▶ Task goal
The word "chair" occurs in some lines of the listing. Copy those lines.

▶ Excerpted records
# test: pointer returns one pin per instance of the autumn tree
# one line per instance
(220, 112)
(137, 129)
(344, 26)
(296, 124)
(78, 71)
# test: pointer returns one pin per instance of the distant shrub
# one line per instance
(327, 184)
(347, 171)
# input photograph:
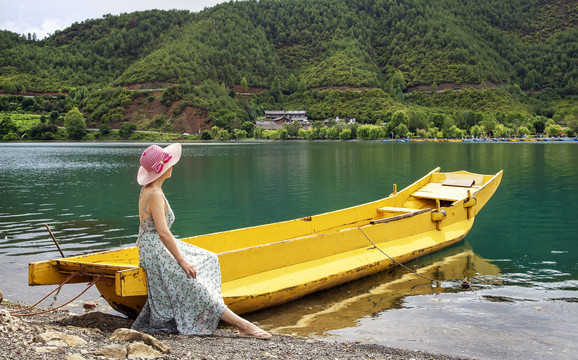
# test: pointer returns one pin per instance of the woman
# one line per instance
(183, 280)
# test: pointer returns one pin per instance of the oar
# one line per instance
(53, 238)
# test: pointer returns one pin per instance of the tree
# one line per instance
(249, 127)
(126, 129)
(397, 85)
(7, 125)
(75, 124)
(276, 89)
(292, 84)
(554, 130)
(244, 85)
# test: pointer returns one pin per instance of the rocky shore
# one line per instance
(97, 335)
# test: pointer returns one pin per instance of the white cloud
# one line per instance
(44, 17)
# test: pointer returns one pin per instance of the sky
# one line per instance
(43, 17)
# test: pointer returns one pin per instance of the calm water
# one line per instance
(521, 253)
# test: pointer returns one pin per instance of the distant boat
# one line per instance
(271, 264)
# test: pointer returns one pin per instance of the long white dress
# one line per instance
(175, 302)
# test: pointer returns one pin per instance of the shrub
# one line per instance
(206, 135)
(345, 134)
(126, 129)
(75, 124)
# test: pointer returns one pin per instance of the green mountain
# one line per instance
(357, 43)
(424, 67)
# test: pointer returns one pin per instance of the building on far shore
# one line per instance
(275, 119)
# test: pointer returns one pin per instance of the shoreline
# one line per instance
(22, 338)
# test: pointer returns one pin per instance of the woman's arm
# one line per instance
(157, 209)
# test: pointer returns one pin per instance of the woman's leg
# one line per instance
(245, 327)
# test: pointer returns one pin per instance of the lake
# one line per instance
(520, 254)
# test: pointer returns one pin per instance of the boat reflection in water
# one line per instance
(343, 306)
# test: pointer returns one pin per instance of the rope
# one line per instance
(90, 284)
(395, 261)
(78, 273)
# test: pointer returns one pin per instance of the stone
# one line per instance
(130, 335)
(55, 338)
(138, 350)
(112, 352)
(74, 357)
(90, 305)
(48, 349)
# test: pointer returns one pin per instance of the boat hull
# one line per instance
(271, 264)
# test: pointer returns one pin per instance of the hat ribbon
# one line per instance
(158, 167)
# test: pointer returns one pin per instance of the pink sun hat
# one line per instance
(155, 161)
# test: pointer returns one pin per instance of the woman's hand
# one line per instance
(189, 268)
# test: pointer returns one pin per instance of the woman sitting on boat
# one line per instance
(183, 280)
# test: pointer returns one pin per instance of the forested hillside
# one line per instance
(298, 51)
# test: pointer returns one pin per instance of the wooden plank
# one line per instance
(395, 209)
(399, 217)
(438, 191)
(478, 179)
(459, 182)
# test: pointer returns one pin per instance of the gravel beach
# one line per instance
(97, 335)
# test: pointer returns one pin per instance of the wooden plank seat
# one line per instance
(444, 192)
(391, 209)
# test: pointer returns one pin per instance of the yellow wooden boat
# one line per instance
(271, 264)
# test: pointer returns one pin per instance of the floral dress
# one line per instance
(175, 302)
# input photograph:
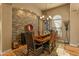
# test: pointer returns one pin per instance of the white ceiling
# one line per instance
(41, 6)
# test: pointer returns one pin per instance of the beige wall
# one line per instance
(28, 6)
(6, 27)
(0, 28)
(7, 23)
(74, 22)
(64, 12)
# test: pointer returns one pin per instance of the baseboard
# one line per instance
(6, 51)
(75, 45)
(0, 52)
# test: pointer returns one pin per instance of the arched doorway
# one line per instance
(57, 19)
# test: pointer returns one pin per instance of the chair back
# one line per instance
(29, 40)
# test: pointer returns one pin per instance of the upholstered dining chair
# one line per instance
(32, 47)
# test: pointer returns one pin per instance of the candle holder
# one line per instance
(66, 24)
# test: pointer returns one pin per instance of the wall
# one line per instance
(74, 22)
(18, 23)
(6, 27)
(64, 12)
(0, 28)
(28, 6)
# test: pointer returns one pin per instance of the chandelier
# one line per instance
(45, 16)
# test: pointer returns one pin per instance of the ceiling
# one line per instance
(41, 6)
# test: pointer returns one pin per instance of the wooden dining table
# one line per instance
(41, 39)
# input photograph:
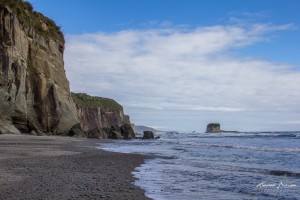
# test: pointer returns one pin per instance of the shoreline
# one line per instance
(55, 167)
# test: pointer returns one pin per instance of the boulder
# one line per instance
(127, 131)
(6, 127)
(76, 131)
(148, 135)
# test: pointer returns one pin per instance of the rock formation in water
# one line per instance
(102, 117)
(34, 91)
(213, 128)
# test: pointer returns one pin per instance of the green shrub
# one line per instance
(88, 101)
(32, 19)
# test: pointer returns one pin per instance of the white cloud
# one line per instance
(182, 69)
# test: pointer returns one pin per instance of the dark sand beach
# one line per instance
(42, 167)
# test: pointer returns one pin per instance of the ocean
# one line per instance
(233, 166)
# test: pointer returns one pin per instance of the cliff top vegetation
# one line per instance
(32, 19)
(85, 100)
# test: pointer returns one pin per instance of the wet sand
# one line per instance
(43, 167)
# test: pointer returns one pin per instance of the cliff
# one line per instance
(34, 90)
(102, 117)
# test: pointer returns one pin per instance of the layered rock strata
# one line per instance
(34, 91)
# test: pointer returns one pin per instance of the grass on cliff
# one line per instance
(88, 101)
(32, 19)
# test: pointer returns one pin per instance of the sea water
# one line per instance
(218, 166)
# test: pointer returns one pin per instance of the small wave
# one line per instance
(282, 173)
(269, 149)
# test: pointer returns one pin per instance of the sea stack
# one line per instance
(213, 128)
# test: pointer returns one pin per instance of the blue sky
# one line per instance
(176, 64)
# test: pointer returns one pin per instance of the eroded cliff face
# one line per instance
(102, 117)
(34, 90)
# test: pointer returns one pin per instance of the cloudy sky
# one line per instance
(178, 65)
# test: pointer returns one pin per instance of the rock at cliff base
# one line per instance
(127, 131)
(148, 135)
(76, 131)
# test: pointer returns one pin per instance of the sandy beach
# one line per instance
(44, 167)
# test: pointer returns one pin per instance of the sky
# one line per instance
(181, 64)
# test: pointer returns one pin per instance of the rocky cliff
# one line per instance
(102, 117)
(34, 90)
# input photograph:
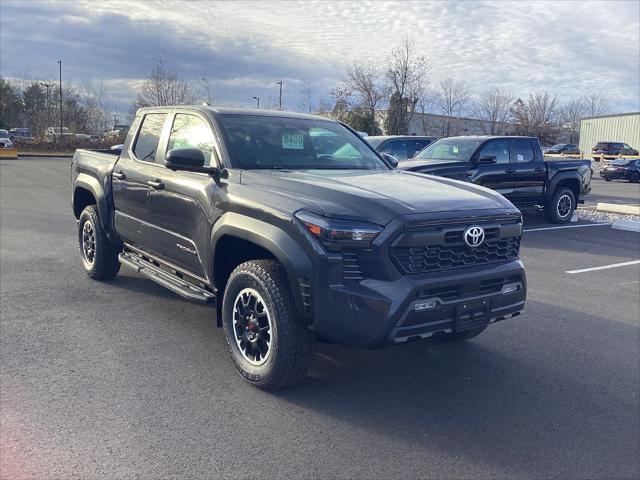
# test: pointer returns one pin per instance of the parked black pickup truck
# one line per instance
(299, 230)
(513, 166)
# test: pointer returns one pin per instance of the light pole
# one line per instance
(60, 134)
(48, 86)
(280, 97)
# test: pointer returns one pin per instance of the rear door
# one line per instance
(493, 175)
(528, 172)
(131, 178)
(185, 206)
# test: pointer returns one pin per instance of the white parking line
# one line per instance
(604, 267)
(566, 226)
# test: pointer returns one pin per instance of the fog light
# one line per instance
(510, 288)
(429, 305)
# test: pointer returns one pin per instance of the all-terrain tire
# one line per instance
(99, 255)
(286, 359)
(459, 336)
(560, 208)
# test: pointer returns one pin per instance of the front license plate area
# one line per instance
(472, 315)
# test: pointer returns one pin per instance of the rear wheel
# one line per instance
(459, 336)
(269, 345)
(560, 207)
(99, 255)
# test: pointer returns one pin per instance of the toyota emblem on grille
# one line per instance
(473, 236)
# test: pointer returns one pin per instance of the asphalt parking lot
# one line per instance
(125, 379)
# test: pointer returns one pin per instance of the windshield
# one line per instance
(374, 142)
(450, 150)
(265, 142)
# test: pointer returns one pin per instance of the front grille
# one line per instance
(445, 249)
(351, 271)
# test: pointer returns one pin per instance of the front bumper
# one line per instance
(373, 313)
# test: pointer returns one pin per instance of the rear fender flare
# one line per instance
(559, 177)
(91, 184)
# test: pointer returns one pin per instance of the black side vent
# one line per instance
(351, 271)
(305, 291)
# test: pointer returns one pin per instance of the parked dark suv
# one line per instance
(613, 148)
(622, 169)
(562, 148)
(400, 146)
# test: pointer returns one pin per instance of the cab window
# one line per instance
(498, 149)
(522, 150)
(147, 141)
(397, 148)
(191, 131)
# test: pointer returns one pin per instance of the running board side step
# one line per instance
(166, 279)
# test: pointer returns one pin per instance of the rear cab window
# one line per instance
(496, 148)
(522, 150)
(146, 145)
(191, 131)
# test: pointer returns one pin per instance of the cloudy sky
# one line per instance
(568, 48)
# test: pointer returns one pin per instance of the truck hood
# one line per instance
(373, 195)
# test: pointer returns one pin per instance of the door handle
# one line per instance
(157, 184)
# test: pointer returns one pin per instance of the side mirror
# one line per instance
(187, 159)
(391, 159)
(488, 159)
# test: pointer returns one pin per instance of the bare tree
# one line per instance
(367, 82)
(595, 105)
(571, 114)
(163, 87)
(492, 108)
(306, 100)
(451, 98)
(205, 90)
(538, 116)
(408, 78)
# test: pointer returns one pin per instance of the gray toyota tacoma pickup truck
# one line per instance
(298, 231)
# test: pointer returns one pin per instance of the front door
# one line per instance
(185, 207)
(493, 175)
(528, 172)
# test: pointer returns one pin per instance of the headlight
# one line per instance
(335, 234)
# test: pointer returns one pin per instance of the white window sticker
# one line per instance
(293, 141)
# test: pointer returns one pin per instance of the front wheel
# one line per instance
(99, 255)
(269, 345)
(560, 207)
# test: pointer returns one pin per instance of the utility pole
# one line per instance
(280, 97)
(60, 133)
(48, 86)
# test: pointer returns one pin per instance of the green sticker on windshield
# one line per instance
(293, 141)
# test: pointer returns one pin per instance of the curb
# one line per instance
(45, 155)
(628, 225)
(615, 208)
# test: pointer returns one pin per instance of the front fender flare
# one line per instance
(272, 238)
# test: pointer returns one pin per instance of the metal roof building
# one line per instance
(623, 127)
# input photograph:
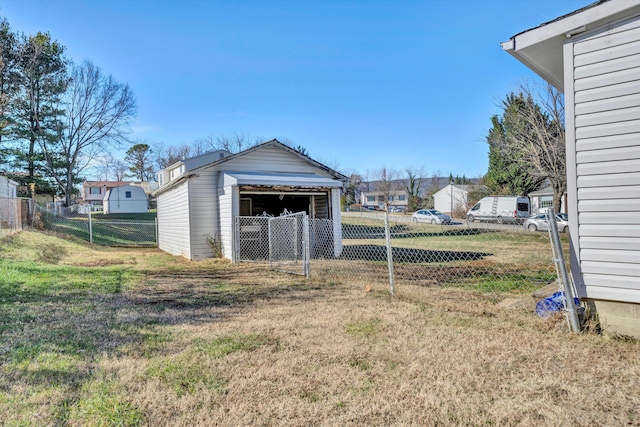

▶ Output
# test: pointer returns one pin per instance of the chair back
# test: pointer returns one pin per instance of the upholstered dining chair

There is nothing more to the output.